-- begin PASSAGE PROVIDED --

In this series, we ask acclaimed authors to answer five questions about their book. This week’s featured author is Erik S. McDuffie. McDuffie is Associate Professor of African American Studies and History at the University of Illinois, Urbana-Champaign. His book is The Second Battle for Africa: Garveyism, the US Heartland, and Global Black Freedom.
Roberto Sirvent: How can your book help BAR readers understand the current political and social climate?
Erik S. McDuffie: The Second Battle for Africa: Garveyism, the US Heartland, and Global Black Freedom (Duke University Press, 2024) does more than just examine the importance of the U.S. Midwest to shaping the twentieth-century Black world through Garveyism. Through research I conducted in Ghana, Grenada, Jamaica, Liberia, South Africa, Trinidad and Tobago, Canada, the United Kingdom, and the United States, my book elucidates how we arrived at this current political moment in which the United States and countries across the world are moving toward fascism. Trump didn’t just appear from nowhere. Instead, my book shows us how we got to where we are today, nationally, and globally.

-- end PASSAGE PROVIDED --

DIRECTION:
Please answer from the interview: which publisher released McDuffie's book, and in what year? You won't need the listing for this.

-- begin ENTRIES PROVIDED --

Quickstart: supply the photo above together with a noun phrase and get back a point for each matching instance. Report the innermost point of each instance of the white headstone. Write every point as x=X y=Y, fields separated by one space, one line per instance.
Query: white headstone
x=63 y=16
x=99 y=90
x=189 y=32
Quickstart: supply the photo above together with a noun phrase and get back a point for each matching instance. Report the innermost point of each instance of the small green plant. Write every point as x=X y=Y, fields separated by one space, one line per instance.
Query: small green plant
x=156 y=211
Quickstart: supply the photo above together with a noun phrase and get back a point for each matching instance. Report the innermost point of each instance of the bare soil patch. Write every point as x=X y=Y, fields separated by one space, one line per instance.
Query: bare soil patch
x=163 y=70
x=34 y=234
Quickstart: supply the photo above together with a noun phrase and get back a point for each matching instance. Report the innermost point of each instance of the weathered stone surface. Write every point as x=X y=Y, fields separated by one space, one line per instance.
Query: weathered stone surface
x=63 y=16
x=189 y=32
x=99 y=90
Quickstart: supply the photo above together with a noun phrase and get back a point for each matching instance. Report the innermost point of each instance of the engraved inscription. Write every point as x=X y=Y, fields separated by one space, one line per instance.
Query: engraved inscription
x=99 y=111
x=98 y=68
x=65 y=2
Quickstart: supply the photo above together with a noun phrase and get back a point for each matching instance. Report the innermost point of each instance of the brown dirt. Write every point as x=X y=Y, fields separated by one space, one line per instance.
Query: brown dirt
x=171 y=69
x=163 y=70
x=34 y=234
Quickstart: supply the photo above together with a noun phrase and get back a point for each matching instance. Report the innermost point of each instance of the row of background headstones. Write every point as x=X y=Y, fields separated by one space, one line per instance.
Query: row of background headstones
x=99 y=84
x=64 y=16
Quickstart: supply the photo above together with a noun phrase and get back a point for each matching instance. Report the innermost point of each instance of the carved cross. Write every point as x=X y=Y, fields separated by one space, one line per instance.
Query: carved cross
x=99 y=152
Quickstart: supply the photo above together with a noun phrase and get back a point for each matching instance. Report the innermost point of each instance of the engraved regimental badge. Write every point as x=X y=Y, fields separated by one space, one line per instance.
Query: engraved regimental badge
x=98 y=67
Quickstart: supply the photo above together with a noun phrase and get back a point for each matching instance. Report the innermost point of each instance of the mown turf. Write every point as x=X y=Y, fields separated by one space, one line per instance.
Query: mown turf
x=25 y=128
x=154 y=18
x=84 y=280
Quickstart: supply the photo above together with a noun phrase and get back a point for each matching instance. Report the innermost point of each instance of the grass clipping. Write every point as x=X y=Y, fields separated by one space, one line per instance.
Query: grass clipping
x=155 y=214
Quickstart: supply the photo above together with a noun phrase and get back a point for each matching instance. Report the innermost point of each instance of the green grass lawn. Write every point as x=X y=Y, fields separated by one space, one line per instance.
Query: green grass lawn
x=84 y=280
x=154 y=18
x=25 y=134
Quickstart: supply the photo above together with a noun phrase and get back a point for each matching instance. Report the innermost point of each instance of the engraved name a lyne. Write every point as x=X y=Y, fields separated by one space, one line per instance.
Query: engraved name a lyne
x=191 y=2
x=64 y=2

-- end ENTRIES PROVIDED --

EXPECTED OUTPUT:
Duke University Press, in 2024.